Arrange the items as a two-column CSV headed item_text and answer, with one row per item: its text in the first field and its answer in the second, each field quoted and with line breaks turned into spaces. Begin at the line that has "woman's bare leg" and stop after the line that has "[618,776,661,847]".

> **Records for processing**:
· · · · ·

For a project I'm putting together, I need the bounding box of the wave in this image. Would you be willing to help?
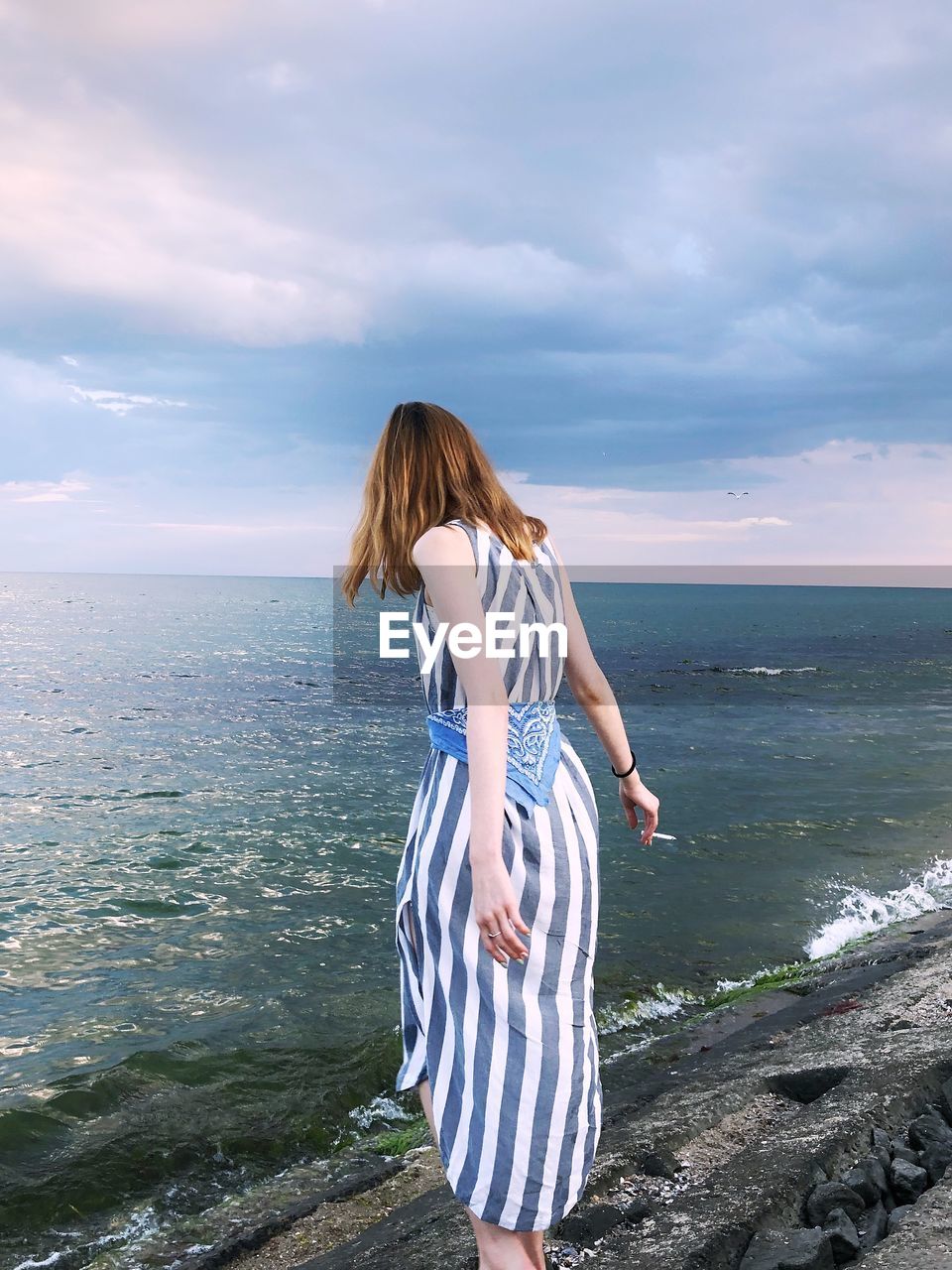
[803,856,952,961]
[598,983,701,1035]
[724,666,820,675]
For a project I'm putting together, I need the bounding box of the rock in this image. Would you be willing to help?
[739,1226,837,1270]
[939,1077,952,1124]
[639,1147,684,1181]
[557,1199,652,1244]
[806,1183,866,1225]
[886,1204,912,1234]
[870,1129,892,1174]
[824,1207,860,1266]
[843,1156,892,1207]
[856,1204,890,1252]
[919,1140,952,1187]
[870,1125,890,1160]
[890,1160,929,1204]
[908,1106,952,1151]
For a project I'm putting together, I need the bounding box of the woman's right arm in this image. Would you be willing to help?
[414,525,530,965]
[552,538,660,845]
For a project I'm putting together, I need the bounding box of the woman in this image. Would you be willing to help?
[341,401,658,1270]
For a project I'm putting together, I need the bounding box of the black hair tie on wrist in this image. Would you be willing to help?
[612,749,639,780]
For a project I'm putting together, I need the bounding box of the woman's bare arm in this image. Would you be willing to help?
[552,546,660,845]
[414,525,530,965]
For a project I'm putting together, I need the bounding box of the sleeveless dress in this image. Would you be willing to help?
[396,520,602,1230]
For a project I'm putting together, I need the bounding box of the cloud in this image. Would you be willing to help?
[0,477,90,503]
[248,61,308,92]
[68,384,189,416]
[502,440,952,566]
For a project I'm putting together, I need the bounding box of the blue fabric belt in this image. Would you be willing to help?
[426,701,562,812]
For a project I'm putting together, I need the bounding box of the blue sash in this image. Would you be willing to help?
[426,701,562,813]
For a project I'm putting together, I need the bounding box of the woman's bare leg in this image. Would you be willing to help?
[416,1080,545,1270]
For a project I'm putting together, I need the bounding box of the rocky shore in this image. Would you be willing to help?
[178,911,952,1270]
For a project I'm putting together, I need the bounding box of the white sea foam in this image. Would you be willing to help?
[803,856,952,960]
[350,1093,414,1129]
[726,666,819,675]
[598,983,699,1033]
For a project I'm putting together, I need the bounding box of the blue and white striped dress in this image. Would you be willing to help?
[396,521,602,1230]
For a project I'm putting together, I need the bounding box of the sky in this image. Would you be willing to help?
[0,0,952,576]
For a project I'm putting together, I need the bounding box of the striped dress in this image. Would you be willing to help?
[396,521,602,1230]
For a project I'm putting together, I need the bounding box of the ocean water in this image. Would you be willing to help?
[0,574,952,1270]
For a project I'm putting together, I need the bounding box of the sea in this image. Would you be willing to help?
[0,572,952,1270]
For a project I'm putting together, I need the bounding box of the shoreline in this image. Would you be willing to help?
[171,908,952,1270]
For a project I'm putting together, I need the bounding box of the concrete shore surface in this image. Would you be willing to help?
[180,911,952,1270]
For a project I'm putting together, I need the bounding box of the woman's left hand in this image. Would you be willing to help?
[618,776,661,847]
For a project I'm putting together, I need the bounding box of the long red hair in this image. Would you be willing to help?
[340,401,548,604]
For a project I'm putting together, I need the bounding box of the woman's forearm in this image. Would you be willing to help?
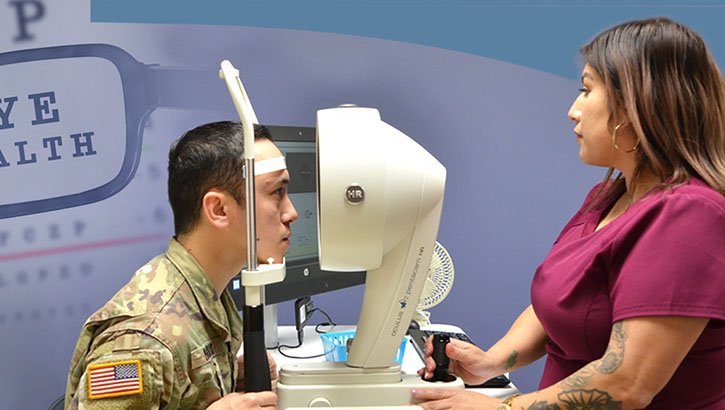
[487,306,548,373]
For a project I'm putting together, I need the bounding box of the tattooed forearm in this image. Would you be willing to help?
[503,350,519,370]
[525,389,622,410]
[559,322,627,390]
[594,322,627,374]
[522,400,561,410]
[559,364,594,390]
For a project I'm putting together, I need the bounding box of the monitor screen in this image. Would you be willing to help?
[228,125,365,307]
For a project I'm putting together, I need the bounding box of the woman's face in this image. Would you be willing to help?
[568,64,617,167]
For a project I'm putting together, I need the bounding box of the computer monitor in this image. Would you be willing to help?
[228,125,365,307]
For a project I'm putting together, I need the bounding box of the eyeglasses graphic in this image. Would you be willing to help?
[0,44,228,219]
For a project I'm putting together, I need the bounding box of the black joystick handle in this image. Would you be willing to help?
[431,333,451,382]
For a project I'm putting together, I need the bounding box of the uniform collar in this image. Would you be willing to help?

· · · · ·

> **Task response**:
item_text,answer
"For a project I'm putting together, I need the bounding box of the woman's bare leg in this image. Would you be willing to help?","[416,1080,545,1270]"
"For a project I'm putting together, I need the bounding box of the rocky shore in this image. Would you be willing to help?","[178,911,952,1270]"
"For a project I'm putting together, I need the bounding box of the white sea foam in this image. Would you be willing to help?","[803,856,952,960] [350,1093,414,1129] [726,666,819,675] [598,983,699,1033]"
"For a project I'm putting together, I need the bounding box of the blue and white striped dress in this image. Would you be willing to help?","[396,521,602,1230]"
"For a project I'm putting together, I need the bounding box of the sky in this image. Would you be willing to help?","[0,0,952,576]"
"For a project I'm putting together, I need the bounding box of the striped dress in this image. Would you be willing to help?","[396,521,602,1230]"
"For a project I'm putting together, I need the bounding box of the ocean water in this image. Would you be willing to help?","[0,574,952,1270]"
"For a project I'm putting together, I need the bounding box of the sea in this image. Would you be willing to help?","[0,572,952,1270]"
"For a project I'm putting together, I need the bounding box of the shoreline in this image. Would you be willing to help?","[171,908,952,1270]"
"For a project I'm putting together, I need the bounding box of the concrete shore surface in this image. Would you be willing to help?","[180,911,952,1270]"
"For a project I'm putting together, I need the bounding box of the woman's left hand in this image. Would you be willing to help?","[618,776,661,847]"